| Fragmento del documento |
==*==

La izquierda y el silogismo cornudo
La avería sufrida por Jospin en las primarias francesas ha acentuado la sensación de crisis que desde hace tiempo experimenta la izquierda. Por supuesto, cada quien es cada quien, y cada país, cada país, y sería harto imprudente sacar conclusiones tomando pie de un acontecimiento singular. Pero algo está pasando, más bien desasosegante en mi opinión. Yo lo resumiría así: la izquierda empieza a no caber en los formatos institucionales que a sí misma se había dado tras la tragedia de la Segunda Guerra Mundial. La manifestación más palmaria del fenómeno es el auge adquirido por los movimientos antiglobalización. El acento, la retórica, el impulso, son de izquierdas. Pero los partidos socialistas no están en la antiglobalización. O si lo están, es de modo intercadente, ambiguo y oportunista, en la línea del difunto Jospin. Cabría afinar aún más el diagnóstico. Los movimientos antiglobalizadores son importantes, no por su bulto aritmético, sino por el agudo sentimiento de culpa, y confusa simpatía, que han logrado despertar en la izquierda instalada. Se diría que ésta anduviera desquiciada, esto es, fuera de lo que considera su lugar y función naturales. ¿Cuál es la causa? Pongamos a funcionar la moviola y plantémonos en la primera mitad del XIX.

==*==

| Material |

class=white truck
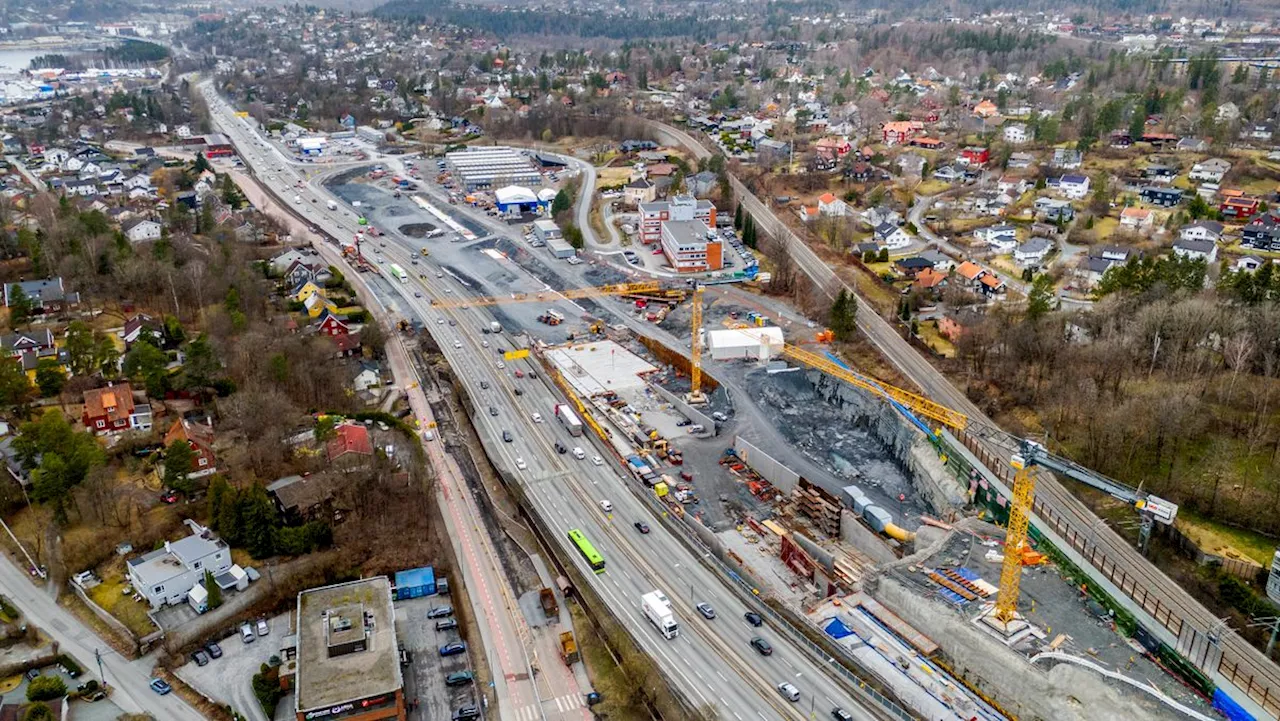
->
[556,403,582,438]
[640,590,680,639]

==*==

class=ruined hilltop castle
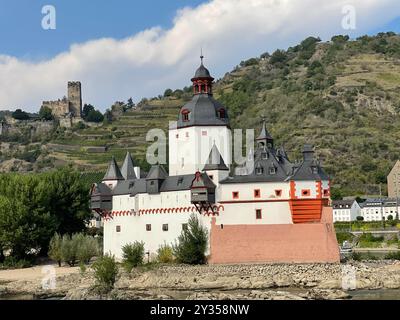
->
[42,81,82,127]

==*==

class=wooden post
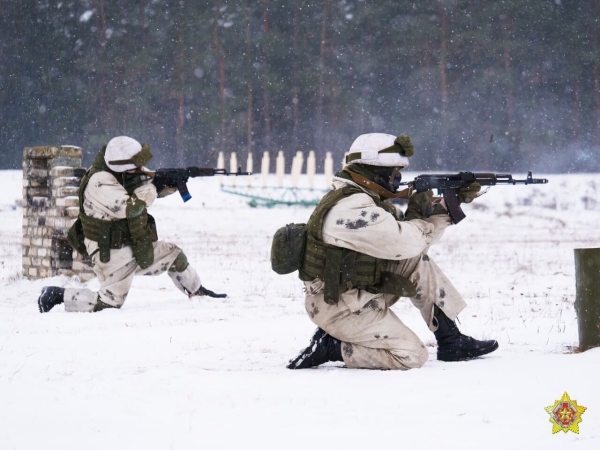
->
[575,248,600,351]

==*==

| Tarea |
En el fragmento sobre la crisis de la izquierda, ¿cuál es la manifestación más palmaria del fenómeno que describe? Las filas son un material independiente del fragmento.

| Resultado |
El auge adquirido por los movimientos antiglobalización.